## OBJETIVO DO EXERCÍCIO
No texto sobre o comércio entre Brasil e Argentina, transcreva o trecho que começa em "Teme-se, na Argentina, que" e vai até "baratos e similares.", substituindo "desvalorização" por "depreciação".

Teme-se, na Argentina, que a desvalorização do real aumente ainda mais o déficit comercial do país. Como medidas para mitigar esses efeitos, Vidigal sugere que no curto prazo, ocorra o aumento das importações brasileiras de produtos argentinos, mais especificamente produtos primários e secundários de baixo valor agregado e, no longo prazo, que o Brasil apoie a recuperação da indústria argentina.
As assimetrias comerciais têm explicações mais estruturais, explica Sica. De acordo com ele, a Argentina sempre teve déficit no setor de bens industriais e superávit no setor primário, em relação ao Brasil. Porém, afirma, nos últimos dez anos, com a desvalorização da moeda argentina, as importações deixaram de ter origem em variados países do mundo, para beneficiar as compras de produtos brasileiros, que eram mais baratos e similares.
“Onde éramos deficitários, somos ainda mais, porque houve este desvio de comércio. No setor de alimentos e produtos primários, em que tínhamos superávit, o Brasil incrementou sua plataforma produtiva, e agora é um grande produtor. Por problemas internos argentinos de investimento no setor energético, somado às restrições à exportação de trigo, ficamos menos superavitários neste setor, o que não nos permite compensar o déficit que temos no setor industrial”, analisou.
Versão brasileira
Do lado brasileiro, há críticas em relação ao crescente papel dos produtos chineses na economia argentina, ocupando setores em que o Brasil era líder anteriormente. “A concorrência dos produtos chineses afeta diretamente as exportações brasileiras para a Argentina, irritando setores da indústria que utilizam o problema como pretexto para defender um relativo esvaziamento do Mercosul em favor de uma integração mais intensa do Brasil aos circuitos da economia globalizada”, disse Fuser.
No encontro, as presidentes devem propor a criação de um Foro Empresarial Brasil-Argentina. Esse seria um espaço para formular diagnósticos e propostas para fortalecer as relações econômicas e comerciais, aumentar a competitividade e ampliar iniciativas de promoção comercial dos dois países.
Agenda
Por ocasião do encontro, as presidentes assinarão diversos documentos, como o Protocolo Adicional ao Acordo para a Criação da Comissão de Desenvolvimento Fronteiriço (CODEFRO); o Acordo para a Construção de uma Ponte Internacional sobre o Rio Peperí-Gaçú; e os Memorandos de Entendimento sobre Bioenergia, Promoção Comercial Conjunta, Cooperação de Planejamento Urbano e Habitação.
Acompanham a presidente brasileira na viagem o ministro das Relações Exteriores, Antonio Patriota, o da Fazenda, Guido Mantega, a de Desenvolvimento Social, Tereza Campelo, o de Energia, Edson Lobão, o de Ciência e Tecnologia, Aloízio Mercadante, e o de Desenvolvimento, Indústria e Comércio, Fernando Pimentel.

(Registros de marcação de pontos)
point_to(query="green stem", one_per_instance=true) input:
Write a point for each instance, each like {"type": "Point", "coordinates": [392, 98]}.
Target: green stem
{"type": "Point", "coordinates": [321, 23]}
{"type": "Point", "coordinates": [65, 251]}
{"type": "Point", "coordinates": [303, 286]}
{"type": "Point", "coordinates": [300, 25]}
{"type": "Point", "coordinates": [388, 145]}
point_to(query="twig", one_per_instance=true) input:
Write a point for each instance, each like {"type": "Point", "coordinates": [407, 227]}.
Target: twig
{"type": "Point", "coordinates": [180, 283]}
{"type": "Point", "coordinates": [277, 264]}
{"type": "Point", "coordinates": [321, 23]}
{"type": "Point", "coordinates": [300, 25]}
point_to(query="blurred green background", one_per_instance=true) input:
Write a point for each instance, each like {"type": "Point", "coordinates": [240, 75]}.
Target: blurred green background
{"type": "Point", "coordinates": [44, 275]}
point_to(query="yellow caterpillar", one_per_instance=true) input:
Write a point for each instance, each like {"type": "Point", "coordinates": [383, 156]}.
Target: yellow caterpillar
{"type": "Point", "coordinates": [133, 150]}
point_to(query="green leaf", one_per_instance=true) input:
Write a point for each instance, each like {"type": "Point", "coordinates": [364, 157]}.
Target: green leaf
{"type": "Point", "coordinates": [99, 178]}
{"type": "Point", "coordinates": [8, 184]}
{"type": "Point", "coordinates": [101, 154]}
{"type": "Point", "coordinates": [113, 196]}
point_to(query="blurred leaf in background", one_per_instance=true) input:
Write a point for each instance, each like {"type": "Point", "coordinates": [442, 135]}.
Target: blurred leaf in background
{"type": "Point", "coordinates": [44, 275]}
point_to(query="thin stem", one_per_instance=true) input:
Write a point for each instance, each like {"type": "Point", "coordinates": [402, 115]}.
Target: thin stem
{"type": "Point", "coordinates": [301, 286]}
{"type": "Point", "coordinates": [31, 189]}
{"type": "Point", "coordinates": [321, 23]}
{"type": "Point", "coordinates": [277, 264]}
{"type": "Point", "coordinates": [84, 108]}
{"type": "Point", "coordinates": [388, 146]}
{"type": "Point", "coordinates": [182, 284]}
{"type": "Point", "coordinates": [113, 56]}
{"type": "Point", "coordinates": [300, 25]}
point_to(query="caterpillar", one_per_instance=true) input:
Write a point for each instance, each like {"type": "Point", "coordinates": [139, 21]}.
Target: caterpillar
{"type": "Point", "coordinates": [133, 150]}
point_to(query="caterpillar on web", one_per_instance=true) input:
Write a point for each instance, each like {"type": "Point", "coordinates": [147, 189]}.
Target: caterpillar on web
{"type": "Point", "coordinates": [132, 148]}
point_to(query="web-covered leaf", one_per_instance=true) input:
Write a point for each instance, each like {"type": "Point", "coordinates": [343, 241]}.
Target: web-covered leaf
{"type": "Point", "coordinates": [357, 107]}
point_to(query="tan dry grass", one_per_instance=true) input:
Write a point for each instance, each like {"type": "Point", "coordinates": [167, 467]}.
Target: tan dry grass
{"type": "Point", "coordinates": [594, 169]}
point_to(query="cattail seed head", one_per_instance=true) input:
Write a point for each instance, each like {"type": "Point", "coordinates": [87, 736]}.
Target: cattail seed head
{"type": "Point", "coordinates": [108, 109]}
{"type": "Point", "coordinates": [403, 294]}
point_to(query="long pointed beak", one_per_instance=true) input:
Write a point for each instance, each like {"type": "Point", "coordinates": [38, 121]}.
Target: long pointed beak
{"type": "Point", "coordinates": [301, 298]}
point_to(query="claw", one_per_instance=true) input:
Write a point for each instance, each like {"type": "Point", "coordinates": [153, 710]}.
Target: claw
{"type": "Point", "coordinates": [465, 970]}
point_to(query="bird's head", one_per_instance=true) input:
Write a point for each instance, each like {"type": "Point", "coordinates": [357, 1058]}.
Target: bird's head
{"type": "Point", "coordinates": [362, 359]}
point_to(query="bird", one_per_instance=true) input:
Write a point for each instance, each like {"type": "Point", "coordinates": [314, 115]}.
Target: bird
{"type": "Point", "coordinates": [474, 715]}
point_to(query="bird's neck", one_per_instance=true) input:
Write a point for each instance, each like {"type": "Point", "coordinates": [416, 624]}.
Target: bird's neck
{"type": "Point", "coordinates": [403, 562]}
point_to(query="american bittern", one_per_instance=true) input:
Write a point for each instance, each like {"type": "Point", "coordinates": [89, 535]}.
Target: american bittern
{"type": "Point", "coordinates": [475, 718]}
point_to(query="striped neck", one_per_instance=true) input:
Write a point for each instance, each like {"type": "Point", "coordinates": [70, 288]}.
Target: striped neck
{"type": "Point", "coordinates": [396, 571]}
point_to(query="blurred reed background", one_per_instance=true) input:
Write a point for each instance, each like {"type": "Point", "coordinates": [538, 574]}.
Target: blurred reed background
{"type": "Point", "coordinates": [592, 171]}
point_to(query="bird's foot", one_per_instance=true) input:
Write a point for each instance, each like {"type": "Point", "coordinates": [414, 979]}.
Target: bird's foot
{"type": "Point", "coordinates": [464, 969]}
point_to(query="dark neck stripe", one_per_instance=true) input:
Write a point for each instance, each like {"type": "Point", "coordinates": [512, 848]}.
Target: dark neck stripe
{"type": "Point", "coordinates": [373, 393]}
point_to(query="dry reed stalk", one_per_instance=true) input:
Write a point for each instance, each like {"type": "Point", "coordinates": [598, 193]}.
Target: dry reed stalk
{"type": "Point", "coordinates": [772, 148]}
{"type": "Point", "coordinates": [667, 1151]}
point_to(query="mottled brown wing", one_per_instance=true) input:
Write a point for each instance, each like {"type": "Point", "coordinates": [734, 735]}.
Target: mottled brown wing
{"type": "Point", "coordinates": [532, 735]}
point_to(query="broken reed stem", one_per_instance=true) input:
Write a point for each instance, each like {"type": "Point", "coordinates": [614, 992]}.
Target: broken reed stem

## RESPOSTA AO PROBLEMA
Teme-se, na Argentina, que a depreciação do real aumente ainda mais o déficit comercial do país. Como medidas para mitigar esses efeitos, Vidigal sugere que no curto prazo, ocorra o aumento das importações brasileiras de produtos argentinos, mais especificamente produtos primários e secundários de baixo valor agregado e, no longo prazo, que o Brasil apoie a recuperação da indústria argentina.
As assimetrias comerciais têm explicações mais estruturais, explica Sica. De acordo com ele, a Argentina sempre teve déficit no setor de bens industriais e superávit no setor primário, em relação ao Brasil. Porém, afirma, nos últimos dez anos, com a depreciação da moeda argentina, as importações deixaram de ter origem em variados países do mundo, para beneficiar as compras de produtos brasileiros, que eram mais baratos e similares.